Selected passage.
* Start *

Nothing can be accomplished in government today because of the polarization and dysfunction that has gripped our nation. It seems like those who seek to steer the ship of state would rather sink it than give up their desired course and heading. How did we get into this mess, and more importantly, how can we get out of it?
This year’s presidential election will be the most vicious that we have ever seen. The Supreme Court has opened the door wide to unlimited spending by corporations and billionaires, and political action committees (PAC’s). High priced television ads will assault logic, truth and the senses with their distorted messages hammered at us over and over ad nauseum.
We can no longer discuss issues, agendas, goals, directions, policies or principles. The political circus has become a mud wrestling match in a hog manure pit. Instead of discussing the issues and policies, campaigning now is all about the politics of personal destruction. Character assassination is the order of the day.

* End *

Provided material.
* Start *

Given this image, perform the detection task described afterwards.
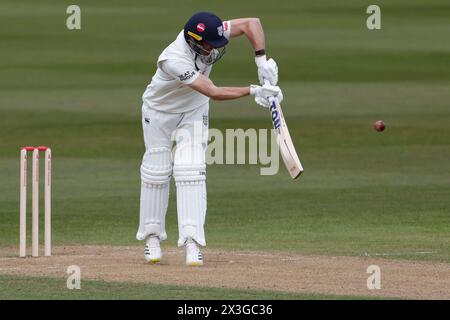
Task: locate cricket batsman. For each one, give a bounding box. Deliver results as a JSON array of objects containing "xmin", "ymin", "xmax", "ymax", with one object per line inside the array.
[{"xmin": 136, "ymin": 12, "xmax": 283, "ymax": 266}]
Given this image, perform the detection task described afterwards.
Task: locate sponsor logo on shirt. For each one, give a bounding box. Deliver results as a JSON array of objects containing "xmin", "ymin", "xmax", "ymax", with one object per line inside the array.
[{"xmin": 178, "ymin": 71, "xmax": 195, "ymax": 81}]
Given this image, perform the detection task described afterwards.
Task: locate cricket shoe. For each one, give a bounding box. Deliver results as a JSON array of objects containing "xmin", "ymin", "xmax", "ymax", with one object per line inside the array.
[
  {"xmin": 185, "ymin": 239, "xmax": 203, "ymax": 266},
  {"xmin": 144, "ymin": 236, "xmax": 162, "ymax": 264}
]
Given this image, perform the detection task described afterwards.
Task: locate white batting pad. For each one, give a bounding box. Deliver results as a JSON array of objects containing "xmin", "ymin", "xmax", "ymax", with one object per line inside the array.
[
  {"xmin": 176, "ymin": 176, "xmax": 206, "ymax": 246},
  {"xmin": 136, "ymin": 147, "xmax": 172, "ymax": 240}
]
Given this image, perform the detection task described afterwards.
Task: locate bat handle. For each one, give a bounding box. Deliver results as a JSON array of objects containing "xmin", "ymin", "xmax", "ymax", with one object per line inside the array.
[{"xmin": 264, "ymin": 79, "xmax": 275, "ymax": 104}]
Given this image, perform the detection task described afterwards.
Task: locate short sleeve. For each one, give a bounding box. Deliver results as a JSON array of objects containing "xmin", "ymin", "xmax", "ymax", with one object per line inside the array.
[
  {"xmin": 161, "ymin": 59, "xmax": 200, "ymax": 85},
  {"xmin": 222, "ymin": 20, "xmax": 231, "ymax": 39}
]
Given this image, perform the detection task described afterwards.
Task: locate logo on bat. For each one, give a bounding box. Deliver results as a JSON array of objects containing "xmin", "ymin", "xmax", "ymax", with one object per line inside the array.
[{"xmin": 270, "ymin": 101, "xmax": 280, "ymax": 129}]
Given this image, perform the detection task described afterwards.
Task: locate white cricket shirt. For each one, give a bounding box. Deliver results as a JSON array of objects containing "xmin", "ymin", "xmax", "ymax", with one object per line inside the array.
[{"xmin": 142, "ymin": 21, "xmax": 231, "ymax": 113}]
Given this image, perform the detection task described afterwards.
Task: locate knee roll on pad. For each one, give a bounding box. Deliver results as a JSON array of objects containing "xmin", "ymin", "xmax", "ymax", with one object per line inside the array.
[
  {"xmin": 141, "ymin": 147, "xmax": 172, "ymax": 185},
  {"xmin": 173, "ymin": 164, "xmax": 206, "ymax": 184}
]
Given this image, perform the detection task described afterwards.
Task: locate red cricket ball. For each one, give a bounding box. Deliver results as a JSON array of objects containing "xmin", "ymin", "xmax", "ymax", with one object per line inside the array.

* End *

Exercise task 1.
Answer these questions about the opinion piece on political polarization:
(a) Who does the Supreme Court's decision open the door to unlimited spending by?
(b) What does the piece compare the political circus to?
(c) What does the piece call the order of the day?
Exercise task 2.
List every item that the opinion piece on political polarization says we can no longer discuss.
Exercise task 3.
Carry on the opinion piece on political polarization, starting after its last sentence.

Output 1.
(a) Corporations, billionaires, and political action committees (PAC's).
(b) A mud wrestling match in a hog manure pit.
(c) Character assassination.

Output 2.
Issues, agendas, goals, directions, policies, principles.

Output 3.
Instead of solving problems our main concern seems to be in blaming the other side. This country is in a mess, and there is more than enough blame to go around. But blaming will not fix the problem. It will only prolong the conflict, delay the solutions and deny any hope of returning to normalcy. There was an editorial cartoon after the earthquake that hit Washington in August of 2011. The cartoon said, “Some Republicans believe that Obama caused it while other Republicans believe that Obama simply failed to prevent it.”
When Tip O’Neill was Speaker of the House, he would tell everyone that, “We are all friends here after 5:00pm and on weekends.” If only we could bring such civility back into our body politic. O’Neill has a simple rule throughout his whole political life. He would never finish work without taking someone out to dinner. And, in his thirty-four years in the House, including ten plus years as Speaker of the House, there were a lot of dinners.
There is no better means of getting to know someone than breaking bread together. Away from the office and its daily grind, O’Neill could get to know people, their families, their interests, their visions for the nation. He ate with friends and political foes, the entrenched leadership and the rookies trying to learn the ropes. He built relationships instead of just accumulating contacts. This is an art that is nearly forgotten.
If only we could return to the days of civil discourse based upon mutual respect and shared values. We can all disagree about the solutions, but we all can agree that there are problems to be solved, and fighting, blaming, attacking will not help.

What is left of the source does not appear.